[Photo-based point labeling data]
#####

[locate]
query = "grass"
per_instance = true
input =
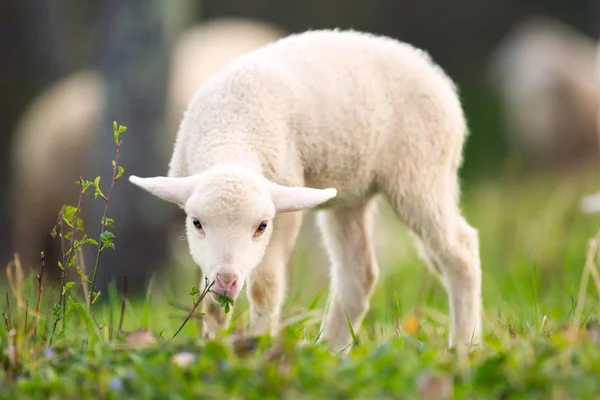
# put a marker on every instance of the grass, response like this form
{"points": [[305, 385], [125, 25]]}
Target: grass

#####

What you have to do: Can you copy the lines above word for word, leaving out the picture?

Solution:
[locate]
query = "grass"
per_instance = true
input =
# put a marker on every instance of the grass, response like this form
{"points": [[305, 385], [125, 25]]}
Target: grass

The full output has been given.